# Exercise passage:
-- Opening Marker --
English entomologist, botanist and writer

Edward Newman (13 May 1801 - 12 June 1876) was an English entomologist, botanist and writer.

Newman was born in Hampstead into a Quaker family. Both his parents were keen naturalists, and he was further encouraged to take an interest in the natural world at his boarding school in Painswick. He left school at sixteen to join his father's business in Guildford, moving to Deptford in 1826 to take over a rope-making business. Here he met many of the leading entomologists of the day, including Edward Doubleday, and was a founder member of the Entomological Club. In 1832 he was elected as editor of the club's journal, The Entomological Magazine, and the following year became a fellow of the Linnean Society and one of the founder members of the Entomological Society of London.

In 1840 Newman was married and published the first edition of A History of British Ferns and Allied Plants. He became a partner in a firm of London printers, Luxford & Co., and became a printer and publisher of books on natural history and science. He later became the natural history editor of The Field, editor of The Zoologist and editor of The Entomologist. His books included Birds-nesting (1861), New Edition of Montagu's Ornithological Dictionary (1866), Illustrated Natural History of British Moths (1869) and Illustrated Natural History of British Butterflies (1871). He was also author of The letters of Rusticus on the natural history of Godalming. Extracted from the Magazine of natural history, the Entomological magazine, and the Entomologist (1849). The topic of these "letters" is economic entomology, some were published in Chamber's Journal.

Newman's Attempted division of British Insects into natural orders. The Entomological Magazine 2: 379-431(1834) establishes many new families and is therefore an important work of scientific classification.

Newman viewed the skeletons of Pterosaurs not as reptiles but as marsupial bats. This was based on earlier suggestions that some pterosaur fossils showed tufts of hair, which suggested they could not be typical cold blooded reptiles. As a result, he published a reconstruction of pterosaurs as hairy animals in an 1843 edition of the Zoologist. This is, as far as is known, the first reconstruction of pterosaurs as hairy warm blooded creatures. They are now thought to be highly evolved and warm blooded reptiles and not marsupial bats. New argued that it was rather unlikely that his ideas were correct, since authorities like Georges Cuvier and William Buckland thought pterosaurs were reptiles, but, even so, it was still possible that the experts were wrong.
-- Closing Marker --
# Records supplied:
-- Opening Marker --
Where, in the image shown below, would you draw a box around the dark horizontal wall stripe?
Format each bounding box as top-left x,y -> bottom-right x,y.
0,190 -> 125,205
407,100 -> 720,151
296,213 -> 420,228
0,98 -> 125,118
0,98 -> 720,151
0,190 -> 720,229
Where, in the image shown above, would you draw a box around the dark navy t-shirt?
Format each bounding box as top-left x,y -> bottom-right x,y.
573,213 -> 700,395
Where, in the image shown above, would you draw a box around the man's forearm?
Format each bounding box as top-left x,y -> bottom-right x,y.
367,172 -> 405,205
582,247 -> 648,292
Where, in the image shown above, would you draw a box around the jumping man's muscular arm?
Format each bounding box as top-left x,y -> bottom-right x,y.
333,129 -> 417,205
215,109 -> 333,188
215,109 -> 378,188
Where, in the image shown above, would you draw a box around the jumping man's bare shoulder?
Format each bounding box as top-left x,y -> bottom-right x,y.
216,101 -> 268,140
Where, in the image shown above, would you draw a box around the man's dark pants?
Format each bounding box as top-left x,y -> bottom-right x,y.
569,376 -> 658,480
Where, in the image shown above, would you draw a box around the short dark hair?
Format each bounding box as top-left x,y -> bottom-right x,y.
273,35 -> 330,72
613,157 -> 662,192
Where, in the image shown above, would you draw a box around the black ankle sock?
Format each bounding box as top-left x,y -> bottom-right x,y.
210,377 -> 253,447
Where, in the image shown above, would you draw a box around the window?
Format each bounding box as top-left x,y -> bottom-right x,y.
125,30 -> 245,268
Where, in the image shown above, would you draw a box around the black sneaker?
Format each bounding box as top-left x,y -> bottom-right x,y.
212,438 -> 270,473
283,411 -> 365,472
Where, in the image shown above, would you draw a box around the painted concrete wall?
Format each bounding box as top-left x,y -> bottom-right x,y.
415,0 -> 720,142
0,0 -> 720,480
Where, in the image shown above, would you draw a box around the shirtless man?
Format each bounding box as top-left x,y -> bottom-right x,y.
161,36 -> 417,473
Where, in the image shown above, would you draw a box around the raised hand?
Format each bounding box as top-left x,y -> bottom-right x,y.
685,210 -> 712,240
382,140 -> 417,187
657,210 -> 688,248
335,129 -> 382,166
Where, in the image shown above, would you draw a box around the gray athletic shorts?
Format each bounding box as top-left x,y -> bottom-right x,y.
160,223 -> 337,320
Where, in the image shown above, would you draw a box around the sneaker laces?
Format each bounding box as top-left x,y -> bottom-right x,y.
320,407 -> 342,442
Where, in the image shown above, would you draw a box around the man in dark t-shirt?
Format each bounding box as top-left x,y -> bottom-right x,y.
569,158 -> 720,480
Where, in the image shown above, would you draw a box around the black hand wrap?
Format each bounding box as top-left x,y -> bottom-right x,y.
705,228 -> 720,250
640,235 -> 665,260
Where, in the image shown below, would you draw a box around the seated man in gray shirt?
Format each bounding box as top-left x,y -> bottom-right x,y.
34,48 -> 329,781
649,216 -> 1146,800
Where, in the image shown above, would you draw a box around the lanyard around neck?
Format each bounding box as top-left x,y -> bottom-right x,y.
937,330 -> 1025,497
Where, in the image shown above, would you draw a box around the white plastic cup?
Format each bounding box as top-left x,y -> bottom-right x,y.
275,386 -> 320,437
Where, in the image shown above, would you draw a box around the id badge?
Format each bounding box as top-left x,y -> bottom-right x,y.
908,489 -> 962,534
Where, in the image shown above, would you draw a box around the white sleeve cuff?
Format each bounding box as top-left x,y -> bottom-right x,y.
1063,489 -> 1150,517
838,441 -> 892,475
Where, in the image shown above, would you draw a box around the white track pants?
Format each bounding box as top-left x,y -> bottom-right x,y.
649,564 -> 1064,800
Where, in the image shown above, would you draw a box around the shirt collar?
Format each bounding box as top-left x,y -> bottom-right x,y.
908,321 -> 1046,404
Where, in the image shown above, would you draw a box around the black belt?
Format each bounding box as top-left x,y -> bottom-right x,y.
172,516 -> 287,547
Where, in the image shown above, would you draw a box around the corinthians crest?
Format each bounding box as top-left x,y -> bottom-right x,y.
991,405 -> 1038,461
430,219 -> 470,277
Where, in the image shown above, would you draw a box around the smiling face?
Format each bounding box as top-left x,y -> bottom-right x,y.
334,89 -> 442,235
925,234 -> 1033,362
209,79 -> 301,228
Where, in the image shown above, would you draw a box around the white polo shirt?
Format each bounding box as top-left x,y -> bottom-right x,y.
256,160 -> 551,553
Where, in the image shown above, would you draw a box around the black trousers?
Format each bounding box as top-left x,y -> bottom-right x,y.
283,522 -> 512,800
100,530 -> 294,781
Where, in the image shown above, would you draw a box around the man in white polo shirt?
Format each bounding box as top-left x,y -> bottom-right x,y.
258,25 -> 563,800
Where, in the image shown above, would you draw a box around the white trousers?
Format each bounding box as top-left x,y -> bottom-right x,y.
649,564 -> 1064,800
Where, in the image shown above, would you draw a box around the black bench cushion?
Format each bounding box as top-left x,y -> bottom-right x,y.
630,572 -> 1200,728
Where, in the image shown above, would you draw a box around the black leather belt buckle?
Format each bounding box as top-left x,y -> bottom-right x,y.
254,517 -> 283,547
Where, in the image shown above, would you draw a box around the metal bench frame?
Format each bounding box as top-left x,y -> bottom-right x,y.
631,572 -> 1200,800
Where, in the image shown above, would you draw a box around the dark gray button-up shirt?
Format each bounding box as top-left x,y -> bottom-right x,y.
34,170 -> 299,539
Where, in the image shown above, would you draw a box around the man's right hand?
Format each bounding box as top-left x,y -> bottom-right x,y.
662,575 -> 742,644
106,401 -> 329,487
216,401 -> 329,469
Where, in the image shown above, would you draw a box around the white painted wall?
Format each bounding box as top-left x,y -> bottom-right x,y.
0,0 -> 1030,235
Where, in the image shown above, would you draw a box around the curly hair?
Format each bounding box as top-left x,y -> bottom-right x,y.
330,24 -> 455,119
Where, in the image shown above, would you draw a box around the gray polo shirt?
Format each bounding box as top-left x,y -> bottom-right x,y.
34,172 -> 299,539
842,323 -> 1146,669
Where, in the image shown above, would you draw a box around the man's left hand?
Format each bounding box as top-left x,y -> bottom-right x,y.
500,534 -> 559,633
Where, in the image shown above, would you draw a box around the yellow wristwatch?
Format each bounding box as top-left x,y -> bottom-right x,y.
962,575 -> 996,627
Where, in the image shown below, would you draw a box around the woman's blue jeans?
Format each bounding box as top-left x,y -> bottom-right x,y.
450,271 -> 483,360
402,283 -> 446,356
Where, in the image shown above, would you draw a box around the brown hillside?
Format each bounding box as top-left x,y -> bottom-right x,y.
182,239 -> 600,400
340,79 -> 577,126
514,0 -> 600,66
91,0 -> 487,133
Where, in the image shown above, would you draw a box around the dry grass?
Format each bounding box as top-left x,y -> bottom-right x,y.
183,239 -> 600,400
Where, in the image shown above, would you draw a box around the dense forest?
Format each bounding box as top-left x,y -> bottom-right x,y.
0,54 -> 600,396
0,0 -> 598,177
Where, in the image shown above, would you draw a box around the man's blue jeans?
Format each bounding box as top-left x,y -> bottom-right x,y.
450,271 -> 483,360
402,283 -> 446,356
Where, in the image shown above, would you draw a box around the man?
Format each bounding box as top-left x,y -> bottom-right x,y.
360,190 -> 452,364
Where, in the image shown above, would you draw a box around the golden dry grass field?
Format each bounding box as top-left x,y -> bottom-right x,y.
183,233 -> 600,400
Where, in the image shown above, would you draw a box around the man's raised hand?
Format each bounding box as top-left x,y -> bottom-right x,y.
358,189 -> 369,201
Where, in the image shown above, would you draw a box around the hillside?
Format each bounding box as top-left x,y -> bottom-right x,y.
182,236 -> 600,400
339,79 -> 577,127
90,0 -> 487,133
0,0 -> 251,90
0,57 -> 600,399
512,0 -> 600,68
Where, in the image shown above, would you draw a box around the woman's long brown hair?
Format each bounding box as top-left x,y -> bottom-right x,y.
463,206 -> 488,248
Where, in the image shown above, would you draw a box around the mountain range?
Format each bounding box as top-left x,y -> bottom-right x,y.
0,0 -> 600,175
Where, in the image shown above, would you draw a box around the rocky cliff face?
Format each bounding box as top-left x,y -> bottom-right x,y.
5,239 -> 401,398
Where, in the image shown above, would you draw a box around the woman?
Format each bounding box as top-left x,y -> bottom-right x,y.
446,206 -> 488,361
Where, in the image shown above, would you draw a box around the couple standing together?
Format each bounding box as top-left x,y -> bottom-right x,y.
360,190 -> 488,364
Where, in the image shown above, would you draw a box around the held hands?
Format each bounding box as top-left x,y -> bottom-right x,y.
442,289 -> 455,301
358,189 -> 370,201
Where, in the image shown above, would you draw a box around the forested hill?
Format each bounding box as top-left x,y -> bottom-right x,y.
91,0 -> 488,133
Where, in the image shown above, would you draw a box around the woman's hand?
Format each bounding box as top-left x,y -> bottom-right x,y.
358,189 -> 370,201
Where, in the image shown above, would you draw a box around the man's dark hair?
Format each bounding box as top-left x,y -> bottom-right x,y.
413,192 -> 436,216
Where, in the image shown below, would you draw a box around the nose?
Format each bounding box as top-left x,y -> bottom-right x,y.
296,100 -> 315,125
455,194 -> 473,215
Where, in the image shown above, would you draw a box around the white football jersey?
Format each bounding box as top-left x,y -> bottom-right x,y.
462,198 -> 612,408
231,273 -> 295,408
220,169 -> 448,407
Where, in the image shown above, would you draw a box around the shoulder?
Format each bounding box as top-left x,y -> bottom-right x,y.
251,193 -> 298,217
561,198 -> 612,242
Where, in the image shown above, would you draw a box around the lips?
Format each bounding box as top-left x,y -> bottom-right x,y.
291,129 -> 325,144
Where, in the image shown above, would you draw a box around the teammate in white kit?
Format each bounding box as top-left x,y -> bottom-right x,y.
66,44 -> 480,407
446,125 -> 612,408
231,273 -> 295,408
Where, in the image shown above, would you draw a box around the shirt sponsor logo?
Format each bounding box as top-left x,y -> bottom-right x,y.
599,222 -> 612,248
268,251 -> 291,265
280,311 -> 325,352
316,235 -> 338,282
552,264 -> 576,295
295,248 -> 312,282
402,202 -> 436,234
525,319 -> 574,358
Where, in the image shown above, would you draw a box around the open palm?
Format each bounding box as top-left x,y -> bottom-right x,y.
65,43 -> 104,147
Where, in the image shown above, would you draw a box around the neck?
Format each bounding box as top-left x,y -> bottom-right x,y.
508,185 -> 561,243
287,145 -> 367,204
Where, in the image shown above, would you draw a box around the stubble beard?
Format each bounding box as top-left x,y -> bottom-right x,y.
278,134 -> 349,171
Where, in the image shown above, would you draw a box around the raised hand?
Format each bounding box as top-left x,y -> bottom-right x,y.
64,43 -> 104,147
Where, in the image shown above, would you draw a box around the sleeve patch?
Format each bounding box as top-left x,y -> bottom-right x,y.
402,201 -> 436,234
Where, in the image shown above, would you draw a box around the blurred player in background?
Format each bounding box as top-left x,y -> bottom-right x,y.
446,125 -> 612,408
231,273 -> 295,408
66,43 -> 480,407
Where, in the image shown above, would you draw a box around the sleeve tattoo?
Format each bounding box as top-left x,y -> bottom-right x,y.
-- Closing Marker --
# Problem statement:
According to the Edward Newman text, in what year was Newman elected editor of The Entomological Magazine? The rows have no connection to the text.

# Your solution:
1832